PROVIDED PASSAGE:
>>>

2005-11-11 Németh László <nemethl@gyorsposta.hu>:
        * src/hunspell/affixmgr.*: fix Unicode MAP errors (sorted only n-1
          characters instead of n ones in UTF-16 MAP character lists).
          Bug reported by Rene Engelhard.

        * src/hunspell/affixmgr.*: fix infinite COMPOUND matching (default char
          type is unsigned on PowerPC, s390 and ARM platforms and it will never
          be negative). Bug reported by Rene Engelhard.
        
	* src/hunspell/{affixmgr,suggestmgr}.cxx: fix bad ONLYINCOMPOUND
          word suggestions.
	* tests/onlyincompound.sug: empty test file to check this fix.
          Bug reported by Björn Jacke.

        * src/hunspell/affixmgr.cxx: fix backtracking in COMPOUND pattern matching.
        * tests/compound6.*: test files to check this fix.
        
        * csutil.cxx: set bigger range types in flag_qsort() and flag_bsearch().
        
        * affixmgr.hxx: set better type for cont_classes[] Boolean data (short -> char)
        
        * configure.ac, tests/automake.am: set platform specific XFAIL test
          (flagutf8.test on ARM platform)

2005-11-09 Németh László <nemethl@gyorsposta.hu>:
improvements:
        * src/hunspell/affixmgr.*: new and improved affix file parameters:

        - COMPOUND definitions: compound patterns with regexp-like matching.
          See manual and test files: tests/compound*.*
          Suggested by Bram Moolenaar.
          Also useful for simple word-level lexical scanning, for example
          analysing numbers or words with numbers (OOo Issue #53643):
          http://qa.openoffice.org/issues/show_bug.cgi?id=53643
          Examples: tests/compound{4,5}.*.

<<<

EXTRACTED RECORDS:
>>>

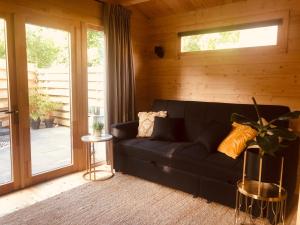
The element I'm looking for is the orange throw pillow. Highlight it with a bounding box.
[218,123,257,159]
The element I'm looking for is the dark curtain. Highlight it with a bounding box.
[104,4,135,128]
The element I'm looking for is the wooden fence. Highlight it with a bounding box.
[0,60,104,126]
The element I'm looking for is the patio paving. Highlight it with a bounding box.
[0,127,105,184]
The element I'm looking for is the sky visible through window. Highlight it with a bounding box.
[181,25,278,52]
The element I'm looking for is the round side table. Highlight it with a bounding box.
[81,134,114,181]
[235,179,287,225]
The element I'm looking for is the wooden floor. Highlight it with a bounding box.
[0,168,298,225]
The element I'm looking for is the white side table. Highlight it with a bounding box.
[81,134,114,181]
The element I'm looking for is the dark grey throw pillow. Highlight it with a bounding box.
[196,120,231,152]
[151,117,185,142]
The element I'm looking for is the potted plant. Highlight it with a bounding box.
[231,97,300,182]
[42,96,62,128]
[93,121,104,137]
[29,88,44,129]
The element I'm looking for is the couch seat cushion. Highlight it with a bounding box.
[120,138,207,165]
[120,138,242,184]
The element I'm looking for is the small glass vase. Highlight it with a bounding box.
[93,130,102,137]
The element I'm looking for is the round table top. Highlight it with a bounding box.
[81,134,113,142]
[237,179,287,202]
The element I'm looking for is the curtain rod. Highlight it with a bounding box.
[94,0,105,4]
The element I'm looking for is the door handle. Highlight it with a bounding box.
[0,110,19,115]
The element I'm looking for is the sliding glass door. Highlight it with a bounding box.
[87,28,106,163]
[25,23,73,176]
[0,12,106,195]
[0,18,19,194]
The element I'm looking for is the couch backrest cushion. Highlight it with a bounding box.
[152,100,290,141]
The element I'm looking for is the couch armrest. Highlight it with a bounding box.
[283,138,300,198]
[111,121,139,140]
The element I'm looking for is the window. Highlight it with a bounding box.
[179,20,282,52]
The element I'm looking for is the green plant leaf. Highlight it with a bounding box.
[231,113,261,130]
[256,135,280,155]
[246,140,258,146]
[269,127,297,141]
[277,111,300,120]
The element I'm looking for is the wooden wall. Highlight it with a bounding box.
[141,0,300,130]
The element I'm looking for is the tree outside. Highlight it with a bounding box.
[181,31,240,52]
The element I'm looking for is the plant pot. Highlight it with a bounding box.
[93,130,102,137]
[30,118,41,130]
[246,148,281,184]
[44,118,54,128]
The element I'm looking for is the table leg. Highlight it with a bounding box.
[234,190,240,225]
[108,140,114,174]
[92,142,96,180]
[88,143,92,180]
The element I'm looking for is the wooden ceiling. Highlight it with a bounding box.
[123,0,245,18]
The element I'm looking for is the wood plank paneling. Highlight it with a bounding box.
[137,0,300,130]
[131,0,245,18]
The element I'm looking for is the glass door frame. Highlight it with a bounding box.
[15,14,80,187]
[80,22,108,169]
[0,12,21,195]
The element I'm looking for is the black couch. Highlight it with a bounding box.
[112,100,299,207]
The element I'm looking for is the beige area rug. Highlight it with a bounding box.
[0,174,264,225]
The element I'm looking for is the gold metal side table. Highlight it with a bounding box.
[81,134,114,181]
[235,179,287,225]
[235,150,287,225]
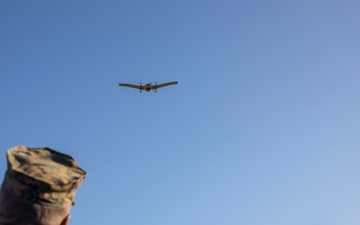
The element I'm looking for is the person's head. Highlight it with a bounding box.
[0,146,86,225]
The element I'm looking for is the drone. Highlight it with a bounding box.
[119,81,178,93]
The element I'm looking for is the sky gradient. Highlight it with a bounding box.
[0,0,360,225]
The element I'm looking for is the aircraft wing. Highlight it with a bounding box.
[156,81,178,88]
[119,83,142,89]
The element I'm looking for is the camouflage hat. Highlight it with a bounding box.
[2,146,86,206]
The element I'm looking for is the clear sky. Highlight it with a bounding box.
[0,0,360,225]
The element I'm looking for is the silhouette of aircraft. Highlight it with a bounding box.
[119,81,178,93]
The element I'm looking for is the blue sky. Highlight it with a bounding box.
[0,0,360,225]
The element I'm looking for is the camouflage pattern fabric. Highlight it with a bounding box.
[2,146,86,206]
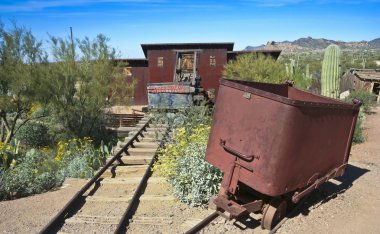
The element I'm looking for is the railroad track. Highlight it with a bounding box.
[40,117,168,233]
[40,114,308,234]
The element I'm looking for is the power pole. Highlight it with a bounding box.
[70,27,75,61]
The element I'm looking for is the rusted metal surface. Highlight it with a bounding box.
[206,80,360,200]
[261,198,287,230]
[214,196,248,217]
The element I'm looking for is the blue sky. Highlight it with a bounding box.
[0,0,380,58]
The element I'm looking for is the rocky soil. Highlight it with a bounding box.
[0,107,380,233]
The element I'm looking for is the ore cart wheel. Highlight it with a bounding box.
[261,198,287,230]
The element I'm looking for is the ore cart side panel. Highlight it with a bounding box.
[206,82,355,196]
[206,85,291,197]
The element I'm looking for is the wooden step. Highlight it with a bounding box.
[128,147,157,156]
[108,155,154,165]
[65,214,121,225]
[101,177,165,184]
[86,194,176,202]
[102,165,148,178]
[132,216,173,225]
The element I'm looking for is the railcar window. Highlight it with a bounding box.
[157,57,164,67]
[210,56,216,67]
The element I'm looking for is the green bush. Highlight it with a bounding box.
[352,110,365,143]
[345,90,376,113]
[153,106,222,206]
[0,149,64,199]
[0,138,109,200]
[169,144,222,206]
[55,137,110,178]
[15,121,51,148]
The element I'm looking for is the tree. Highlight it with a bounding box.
[46,34,133,141]
[223,53,287,83]
[0,23,48,144]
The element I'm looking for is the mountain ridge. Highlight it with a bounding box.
[244,36,380,52]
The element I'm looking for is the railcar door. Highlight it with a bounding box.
[173,51,197,85]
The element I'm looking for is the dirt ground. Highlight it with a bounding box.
[0,107,380,233]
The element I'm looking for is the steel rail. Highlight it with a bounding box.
[268,194,310,234]
[39,119,151,234]
[114,125,169,234]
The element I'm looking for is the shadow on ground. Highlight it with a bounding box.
[288,164,369,218]
[226,164,369,230]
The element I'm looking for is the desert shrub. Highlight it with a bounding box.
[345,90,376,113]
[0,167,7,201]
[15,121,51,148]
[55,137,109,178]
[2,149,64,198]
[153,113,221,206]
[169,144,222,206]
[345,90,376,143]
[352,109,365,143]
[0,138,109,200]
[0,140,19,170]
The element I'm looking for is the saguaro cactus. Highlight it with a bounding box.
[321,45,341,98]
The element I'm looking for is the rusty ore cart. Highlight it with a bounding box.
[206,79,361,229]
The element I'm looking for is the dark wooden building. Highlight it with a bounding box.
[340,69,380,103]
[124,42,281,105]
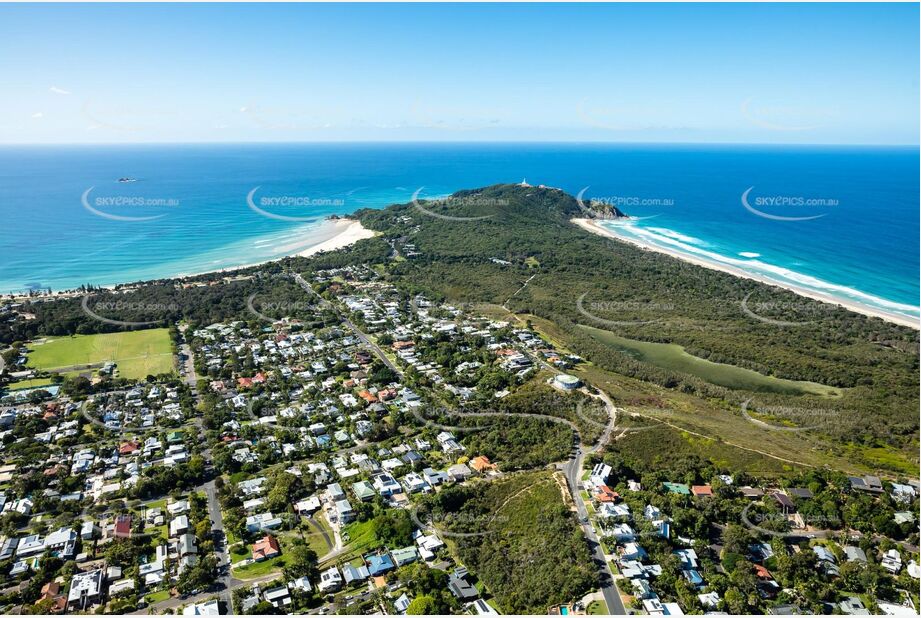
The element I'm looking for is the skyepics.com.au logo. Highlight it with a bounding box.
[741,292,838,326]
[742,186,839,221]
[576,292,675,327]
[412,187,500,221]
[80,188,179,221]
[740,399,841,432]
[576,187,675,221]
[80,293,179,326]
[246,186,352,223]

<<<

TASKS AND EXERCISES:
(a) In the changelog, on which platforms is the default char type unsigned?
(b) Copy the changelog from "2005-11-11 Németh László" up to and including "word suggestions.".

THE ANSWERS:
(a) PowerPC, s390 and ARM.

(b)
2005-11-11 Németh László <nemethl@gyorsposta.hu>:
        * src/hunspell/affixmgr.*: fix Unicode MAP errors (sorted only n-1
          characters instead of n ones in UTF-16 MAP character lists).
          Bug reported by Rene Engelhard.

        * src/hunspell/affixmgr.*: fix infinite COMPOUND matching (default char
          type is unsigned on PowerPC, s390 and ARM platforms and it will never
          be negative). Bug reported by Rene Engelhard.
        
	* src/hunspell/{affixmgr,suggestmgr}.cxx: fix bad ONLYINCOMPOUND
          word suggestions.